TASK TO COMPLETE: Using the listing below, report all lines holding the word "roof".

DATA SUPPLIED:
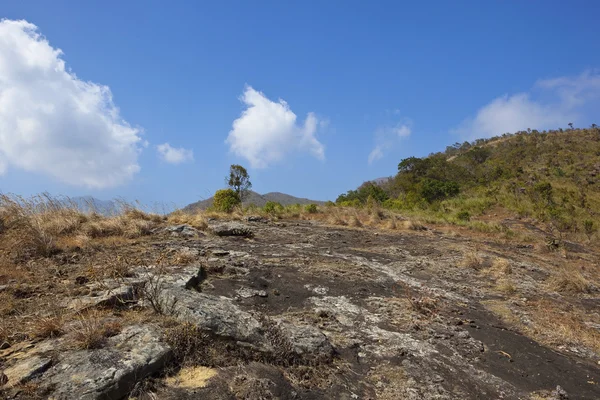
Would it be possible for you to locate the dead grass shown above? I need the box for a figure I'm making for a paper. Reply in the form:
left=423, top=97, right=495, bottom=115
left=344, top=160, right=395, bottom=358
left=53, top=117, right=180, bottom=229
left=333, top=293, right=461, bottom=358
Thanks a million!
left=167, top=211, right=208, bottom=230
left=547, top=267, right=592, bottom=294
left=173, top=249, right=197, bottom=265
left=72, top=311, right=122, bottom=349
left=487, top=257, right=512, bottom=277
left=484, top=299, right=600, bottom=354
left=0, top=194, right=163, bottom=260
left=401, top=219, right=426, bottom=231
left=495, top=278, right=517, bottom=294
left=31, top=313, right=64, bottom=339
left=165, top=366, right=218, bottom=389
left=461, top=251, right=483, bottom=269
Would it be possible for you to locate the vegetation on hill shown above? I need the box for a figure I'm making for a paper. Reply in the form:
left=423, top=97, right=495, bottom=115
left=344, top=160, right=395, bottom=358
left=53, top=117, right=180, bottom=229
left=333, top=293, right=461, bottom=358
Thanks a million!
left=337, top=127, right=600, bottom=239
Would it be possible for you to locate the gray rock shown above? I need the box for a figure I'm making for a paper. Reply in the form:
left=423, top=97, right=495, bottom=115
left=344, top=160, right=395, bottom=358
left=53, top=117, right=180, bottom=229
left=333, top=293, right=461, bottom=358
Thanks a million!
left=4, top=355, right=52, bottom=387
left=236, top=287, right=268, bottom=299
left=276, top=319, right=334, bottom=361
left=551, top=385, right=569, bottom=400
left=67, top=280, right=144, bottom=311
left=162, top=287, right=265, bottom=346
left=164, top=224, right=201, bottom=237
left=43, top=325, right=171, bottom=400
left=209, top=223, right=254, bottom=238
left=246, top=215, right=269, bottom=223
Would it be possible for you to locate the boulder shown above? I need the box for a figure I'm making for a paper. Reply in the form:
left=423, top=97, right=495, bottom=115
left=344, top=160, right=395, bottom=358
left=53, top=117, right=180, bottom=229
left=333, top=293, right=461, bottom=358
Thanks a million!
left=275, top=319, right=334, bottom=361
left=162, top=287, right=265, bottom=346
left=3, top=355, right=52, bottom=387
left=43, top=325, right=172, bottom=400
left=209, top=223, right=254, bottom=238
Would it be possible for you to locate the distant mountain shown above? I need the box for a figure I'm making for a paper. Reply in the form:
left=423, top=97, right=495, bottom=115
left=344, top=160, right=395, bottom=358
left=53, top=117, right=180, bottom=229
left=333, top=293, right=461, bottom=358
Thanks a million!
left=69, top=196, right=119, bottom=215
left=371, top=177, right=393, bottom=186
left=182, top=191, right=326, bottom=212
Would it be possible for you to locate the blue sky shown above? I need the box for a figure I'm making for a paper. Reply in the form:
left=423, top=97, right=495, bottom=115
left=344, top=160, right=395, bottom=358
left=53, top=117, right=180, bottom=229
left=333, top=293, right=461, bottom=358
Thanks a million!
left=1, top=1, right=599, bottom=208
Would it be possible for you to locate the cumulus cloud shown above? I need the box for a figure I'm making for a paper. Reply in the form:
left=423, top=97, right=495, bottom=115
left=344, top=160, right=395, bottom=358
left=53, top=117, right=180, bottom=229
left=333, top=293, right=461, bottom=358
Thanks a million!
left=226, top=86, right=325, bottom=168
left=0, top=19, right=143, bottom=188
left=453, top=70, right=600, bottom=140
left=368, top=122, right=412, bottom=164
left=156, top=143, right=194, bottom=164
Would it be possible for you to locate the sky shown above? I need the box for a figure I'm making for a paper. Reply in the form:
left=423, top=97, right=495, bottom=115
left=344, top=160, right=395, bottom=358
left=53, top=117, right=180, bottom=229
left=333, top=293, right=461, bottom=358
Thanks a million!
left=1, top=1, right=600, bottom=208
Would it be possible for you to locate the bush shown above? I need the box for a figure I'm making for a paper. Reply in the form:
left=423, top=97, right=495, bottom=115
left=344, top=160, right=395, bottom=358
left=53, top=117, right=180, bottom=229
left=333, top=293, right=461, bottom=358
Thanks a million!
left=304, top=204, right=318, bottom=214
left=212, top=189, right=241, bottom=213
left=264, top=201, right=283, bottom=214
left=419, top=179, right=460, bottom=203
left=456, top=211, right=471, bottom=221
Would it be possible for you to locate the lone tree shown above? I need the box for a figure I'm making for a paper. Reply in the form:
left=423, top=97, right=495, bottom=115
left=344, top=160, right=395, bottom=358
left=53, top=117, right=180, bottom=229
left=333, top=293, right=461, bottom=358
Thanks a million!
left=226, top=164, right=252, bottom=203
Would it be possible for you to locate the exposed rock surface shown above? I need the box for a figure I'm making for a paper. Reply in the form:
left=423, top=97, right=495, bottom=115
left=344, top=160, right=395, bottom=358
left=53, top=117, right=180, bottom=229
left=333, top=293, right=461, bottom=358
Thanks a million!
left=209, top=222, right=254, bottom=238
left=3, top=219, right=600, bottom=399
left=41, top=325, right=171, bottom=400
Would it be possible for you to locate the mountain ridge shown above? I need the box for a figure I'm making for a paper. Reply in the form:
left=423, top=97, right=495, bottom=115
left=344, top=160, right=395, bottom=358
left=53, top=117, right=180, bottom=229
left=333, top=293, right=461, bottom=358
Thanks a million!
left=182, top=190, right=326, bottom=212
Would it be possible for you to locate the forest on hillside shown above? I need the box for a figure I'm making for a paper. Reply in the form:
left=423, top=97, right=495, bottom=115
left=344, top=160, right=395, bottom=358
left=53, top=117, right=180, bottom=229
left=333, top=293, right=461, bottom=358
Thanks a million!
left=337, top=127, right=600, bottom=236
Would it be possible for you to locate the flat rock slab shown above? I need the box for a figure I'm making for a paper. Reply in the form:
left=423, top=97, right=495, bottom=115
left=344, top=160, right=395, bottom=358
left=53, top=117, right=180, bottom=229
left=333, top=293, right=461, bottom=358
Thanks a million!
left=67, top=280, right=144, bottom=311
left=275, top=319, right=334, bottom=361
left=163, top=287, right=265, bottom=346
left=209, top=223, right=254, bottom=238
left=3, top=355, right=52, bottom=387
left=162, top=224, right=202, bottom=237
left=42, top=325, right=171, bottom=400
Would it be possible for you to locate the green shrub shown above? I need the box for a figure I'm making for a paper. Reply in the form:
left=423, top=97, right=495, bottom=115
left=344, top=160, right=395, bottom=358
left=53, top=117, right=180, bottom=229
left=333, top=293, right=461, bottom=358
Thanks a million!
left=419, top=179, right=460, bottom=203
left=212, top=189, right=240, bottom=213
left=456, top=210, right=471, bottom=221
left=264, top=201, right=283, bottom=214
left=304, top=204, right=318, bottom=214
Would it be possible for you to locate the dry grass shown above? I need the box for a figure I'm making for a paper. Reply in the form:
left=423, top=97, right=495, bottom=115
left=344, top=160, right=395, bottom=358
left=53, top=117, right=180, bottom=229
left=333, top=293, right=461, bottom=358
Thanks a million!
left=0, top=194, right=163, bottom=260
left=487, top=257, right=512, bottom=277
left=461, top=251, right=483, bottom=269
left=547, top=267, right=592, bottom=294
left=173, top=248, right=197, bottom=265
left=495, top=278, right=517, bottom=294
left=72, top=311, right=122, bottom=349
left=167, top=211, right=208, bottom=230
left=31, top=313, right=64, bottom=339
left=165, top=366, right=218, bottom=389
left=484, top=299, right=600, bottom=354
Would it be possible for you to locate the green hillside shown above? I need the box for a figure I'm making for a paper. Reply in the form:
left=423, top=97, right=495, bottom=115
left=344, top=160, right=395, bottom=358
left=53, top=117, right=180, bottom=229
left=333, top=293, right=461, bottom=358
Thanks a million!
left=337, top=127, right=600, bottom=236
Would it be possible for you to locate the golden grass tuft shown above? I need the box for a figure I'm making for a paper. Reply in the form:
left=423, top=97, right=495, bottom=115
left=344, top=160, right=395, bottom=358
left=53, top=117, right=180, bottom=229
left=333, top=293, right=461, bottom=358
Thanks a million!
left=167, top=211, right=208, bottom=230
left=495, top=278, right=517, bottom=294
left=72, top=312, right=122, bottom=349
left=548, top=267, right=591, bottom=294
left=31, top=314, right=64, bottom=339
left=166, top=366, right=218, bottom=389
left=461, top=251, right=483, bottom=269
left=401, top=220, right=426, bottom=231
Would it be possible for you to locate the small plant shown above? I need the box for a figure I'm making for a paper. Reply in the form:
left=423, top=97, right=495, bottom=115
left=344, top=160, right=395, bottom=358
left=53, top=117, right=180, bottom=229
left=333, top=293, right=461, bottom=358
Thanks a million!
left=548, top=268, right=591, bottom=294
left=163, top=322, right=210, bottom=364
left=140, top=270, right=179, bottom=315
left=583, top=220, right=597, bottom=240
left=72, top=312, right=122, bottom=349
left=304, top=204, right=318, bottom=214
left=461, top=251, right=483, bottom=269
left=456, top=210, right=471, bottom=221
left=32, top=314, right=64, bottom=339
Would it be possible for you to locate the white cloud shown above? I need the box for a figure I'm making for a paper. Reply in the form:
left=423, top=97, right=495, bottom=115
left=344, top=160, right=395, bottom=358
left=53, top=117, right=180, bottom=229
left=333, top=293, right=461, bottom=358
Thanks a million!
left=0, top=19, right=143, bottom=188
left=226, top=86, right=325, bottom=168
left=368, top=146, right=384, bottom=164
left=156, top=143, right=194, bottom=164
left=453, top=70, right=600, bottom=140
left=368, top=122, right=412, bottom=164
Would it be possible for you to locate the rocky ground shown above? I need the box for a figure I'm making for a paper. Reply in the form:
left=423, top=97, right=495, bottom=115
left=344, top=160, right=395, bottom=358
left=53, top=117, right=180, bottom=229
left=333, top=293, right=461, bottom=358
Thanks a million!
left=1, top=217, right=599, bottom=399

...

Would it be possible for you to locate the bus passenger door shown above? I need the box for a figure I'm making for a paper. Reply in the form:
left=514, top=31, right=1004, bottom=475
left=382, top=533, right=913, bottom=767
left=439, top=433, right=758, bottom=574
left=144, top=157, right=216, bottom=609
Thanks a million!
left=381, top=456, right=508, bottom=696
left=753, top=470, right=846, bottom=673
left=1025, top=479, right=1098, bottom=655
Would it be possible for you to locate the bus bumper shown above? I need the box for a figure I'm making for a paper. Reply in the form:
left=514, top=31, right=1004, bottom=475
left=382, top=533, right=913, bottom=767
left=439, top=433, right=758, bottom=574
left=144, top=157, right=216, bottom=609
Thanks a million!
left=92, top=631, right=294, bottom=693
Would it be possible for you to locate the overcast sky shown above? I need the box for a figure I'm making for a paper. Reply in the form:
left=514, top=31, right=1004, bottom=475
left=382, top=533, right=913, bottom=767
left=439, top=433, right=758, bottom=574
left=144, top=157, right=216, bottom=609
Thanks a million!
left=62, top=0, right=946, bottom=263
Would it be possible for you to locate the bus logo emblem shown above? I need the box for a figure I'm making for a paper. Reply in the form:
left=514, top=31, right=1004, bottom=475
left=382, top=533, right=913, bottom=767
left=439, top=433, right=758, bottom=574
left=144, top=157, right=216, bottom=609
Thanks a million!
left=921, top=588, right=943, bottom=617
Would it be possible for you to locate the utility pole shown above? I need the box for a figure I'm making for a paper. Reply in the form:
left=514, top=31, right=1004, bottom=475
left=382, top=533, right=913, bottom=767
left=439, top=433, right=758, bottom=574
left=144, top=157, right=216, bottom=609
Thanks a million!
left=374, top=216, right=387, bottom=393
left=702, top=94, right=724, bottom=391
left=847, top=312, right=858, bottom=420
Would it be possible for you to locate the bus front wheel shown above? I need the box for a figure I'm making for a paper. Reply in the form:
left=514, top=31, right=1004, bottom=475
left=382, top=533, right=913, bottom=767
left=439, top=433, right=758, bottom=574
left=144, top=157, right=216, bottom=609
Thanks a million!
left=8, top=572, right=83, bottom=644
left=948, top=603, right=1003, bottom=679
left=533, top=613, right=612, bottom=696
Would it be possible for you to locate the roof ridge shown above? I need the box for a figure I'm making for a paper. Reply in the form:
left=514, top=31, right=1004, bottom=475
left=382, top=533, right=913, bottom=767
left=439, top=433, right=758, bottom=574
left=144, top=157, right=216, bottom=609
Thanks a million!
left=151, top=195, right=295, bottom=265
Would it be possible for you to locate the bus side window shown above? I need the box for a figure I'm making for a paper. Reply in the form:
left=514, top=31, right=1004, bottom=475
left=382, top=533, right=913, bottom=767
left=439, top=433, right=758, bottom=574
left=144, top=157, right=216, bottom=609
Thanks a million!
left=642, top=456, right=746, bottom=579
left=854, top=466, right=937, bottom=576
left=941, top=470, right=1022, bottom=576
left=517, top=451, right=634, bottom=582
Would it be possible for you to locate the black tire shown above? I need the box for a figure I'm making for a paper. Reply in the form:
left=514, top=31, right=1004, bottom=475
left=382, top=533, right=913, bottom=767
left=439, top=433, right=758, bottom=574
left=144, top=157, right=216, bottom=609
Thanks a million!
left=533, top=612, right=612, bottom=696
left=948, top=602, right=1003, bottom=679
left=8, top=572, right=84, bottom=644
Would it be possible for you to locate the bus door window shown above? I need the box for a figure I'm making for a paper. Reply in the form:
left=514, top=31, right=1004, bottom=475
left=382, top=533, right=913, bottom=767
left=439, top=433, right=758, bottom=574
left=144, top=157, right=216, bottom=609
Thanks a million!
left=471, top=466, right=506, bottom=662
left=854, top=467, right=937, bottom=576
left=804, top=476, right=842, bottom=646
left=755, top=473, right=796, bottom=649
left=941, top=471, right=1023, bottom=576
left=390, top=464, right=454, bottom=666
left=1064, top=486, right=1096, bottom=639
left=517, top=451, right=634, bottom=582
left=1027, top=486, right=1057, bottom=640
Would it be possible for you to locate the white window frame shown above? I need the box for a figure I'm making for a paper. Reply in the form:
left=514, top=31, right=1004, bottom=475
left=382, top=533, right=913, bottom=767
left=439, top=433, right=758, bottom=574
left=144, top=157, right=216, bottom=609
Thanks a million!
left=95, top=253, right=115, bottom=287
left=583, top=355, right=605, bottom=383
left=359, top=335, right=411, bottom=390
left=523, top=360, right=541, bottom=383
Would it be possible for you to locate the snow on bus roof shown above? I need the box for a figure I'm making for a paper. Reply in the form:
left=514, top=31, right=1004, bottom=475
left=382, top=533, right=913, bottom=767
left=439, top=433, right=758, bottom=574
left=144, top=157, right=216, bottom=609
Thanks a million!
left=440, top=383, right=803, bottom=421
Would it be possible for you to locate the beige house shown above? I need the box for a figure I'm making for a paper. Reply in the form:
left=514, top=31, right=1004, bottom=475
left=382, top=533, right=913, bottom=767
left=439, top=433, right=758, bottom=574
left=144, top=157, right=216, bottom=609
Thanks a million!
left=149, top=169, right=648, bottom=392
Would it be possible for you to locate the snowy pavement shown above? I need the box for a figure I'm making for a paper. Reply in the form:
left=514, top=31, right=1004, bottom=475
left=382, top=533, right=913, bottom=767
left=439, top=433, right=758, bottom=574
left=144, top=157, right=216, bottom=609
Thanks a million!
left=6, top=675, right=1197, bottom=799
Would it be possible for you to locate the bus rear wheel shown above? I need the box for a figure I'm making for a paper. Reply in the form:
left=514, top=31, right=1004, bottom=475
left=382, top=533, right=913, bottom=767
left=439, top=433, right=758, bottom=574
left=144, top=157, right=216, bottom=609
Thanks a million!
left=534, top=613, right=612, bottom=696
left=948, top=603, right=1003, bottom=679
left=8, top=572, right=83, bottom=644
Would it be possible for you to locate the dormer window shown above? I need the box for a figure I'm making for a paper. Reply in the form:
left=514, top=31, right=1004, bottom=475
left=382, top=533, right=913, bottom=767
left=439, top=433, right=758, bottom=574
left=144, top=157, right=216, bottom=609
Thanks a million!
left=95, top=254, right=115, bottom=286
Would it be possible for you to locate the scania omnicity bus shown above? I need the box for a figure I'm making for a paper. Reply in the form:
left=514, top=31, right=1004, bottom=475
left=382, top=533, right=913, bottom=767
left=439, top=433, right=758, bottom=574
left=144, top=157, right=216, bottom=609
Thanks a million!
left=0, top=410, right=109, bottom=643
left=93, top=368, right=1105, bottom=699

--

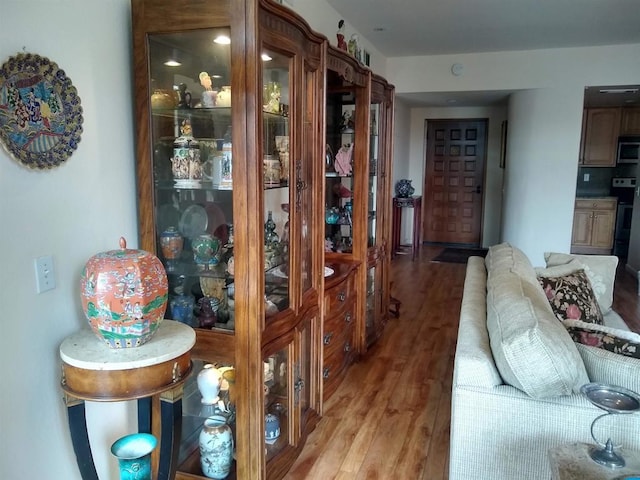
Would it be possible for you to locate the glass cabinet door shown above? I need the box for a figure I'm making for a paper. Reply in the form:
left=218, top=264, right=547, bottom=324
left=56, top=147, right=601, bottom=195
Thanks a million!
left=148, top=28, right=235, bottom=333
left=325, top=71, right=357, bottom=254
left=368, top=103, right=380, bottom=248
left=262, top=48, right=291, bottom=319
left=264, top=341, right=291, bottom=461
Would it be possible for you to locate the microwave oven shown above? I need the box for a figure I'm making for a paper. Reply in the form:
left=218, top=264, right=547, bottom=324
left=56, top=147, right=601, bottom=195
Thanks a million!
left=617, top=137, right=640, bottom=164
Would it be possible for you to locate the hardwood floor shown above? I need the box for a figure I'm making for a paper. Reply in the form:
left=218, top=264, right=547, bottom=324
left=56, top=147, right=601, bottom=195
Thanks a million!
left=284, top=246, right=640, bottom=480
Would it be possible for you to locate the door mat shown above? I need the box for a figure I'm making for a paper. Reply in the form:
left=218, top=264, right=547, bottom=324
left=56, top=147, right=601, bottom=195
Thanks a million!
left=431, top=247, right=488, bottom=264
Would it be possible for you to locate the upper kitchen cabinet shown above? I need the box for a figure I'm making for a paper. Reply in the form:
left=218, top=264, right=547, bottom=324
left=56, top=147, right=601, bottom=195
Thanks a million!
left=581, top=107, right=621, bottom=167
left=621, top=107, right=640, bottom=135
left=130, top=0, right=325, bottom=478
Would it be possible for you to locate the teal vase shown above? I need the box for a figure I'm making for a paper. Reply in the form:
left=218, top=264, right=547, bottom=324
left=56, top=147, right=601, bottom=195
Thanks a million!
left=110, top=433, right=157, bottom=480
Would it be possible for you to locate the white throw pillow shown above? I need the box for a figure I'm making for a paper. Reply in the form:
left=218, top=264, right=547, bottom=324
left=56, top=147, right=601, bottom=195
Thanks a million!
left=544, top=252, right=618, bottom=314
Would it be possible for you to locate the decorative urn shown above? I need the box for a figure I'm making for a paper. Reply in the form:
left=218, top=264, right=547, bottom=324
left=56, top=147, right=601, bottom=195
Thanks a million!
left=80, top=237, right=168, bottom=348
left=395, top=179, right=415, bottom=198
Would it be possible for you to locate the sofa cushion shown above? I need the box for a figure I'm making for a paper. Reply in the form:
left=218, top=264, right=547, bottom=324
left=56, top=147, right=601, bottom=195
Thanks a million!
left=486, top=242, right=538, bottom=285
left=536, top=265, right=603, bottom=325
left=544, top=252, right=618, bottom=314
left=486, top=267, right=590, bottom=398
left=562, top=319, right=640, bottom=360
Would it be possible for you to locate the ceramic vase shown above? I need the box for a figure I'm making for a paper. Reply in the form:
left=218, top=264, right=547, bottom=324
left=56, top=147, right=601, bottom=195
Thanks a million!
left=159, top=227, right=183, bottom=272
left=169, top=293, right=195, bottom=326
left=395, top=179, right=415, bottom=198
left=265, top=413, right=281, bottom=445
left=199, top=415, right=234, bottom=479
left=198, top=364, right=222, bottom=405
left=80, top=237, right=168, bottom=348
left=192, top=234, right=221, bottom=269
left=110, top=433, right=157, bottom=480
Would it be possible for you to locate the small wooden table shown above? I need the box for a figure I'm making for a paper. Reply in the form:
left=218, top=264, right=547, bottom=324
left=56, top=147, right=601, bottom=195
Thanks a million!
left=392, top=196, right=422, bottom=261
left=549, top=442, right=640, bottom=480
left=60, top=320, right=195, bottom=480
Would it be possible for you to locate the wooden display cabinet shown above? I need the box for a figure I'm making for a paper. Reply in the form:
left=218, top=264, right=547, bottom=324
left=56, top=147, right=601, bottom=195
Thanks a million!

EXERCISE RESULT:
Would it be possible for you to locate the roof ridge shown above? I need the box for a figure I'm making for a paper. Reply in the form:
Would it be possible for you to locate the snow on bus roof shown above? I need the box for a figure I'm making for a paper. Reply in the form:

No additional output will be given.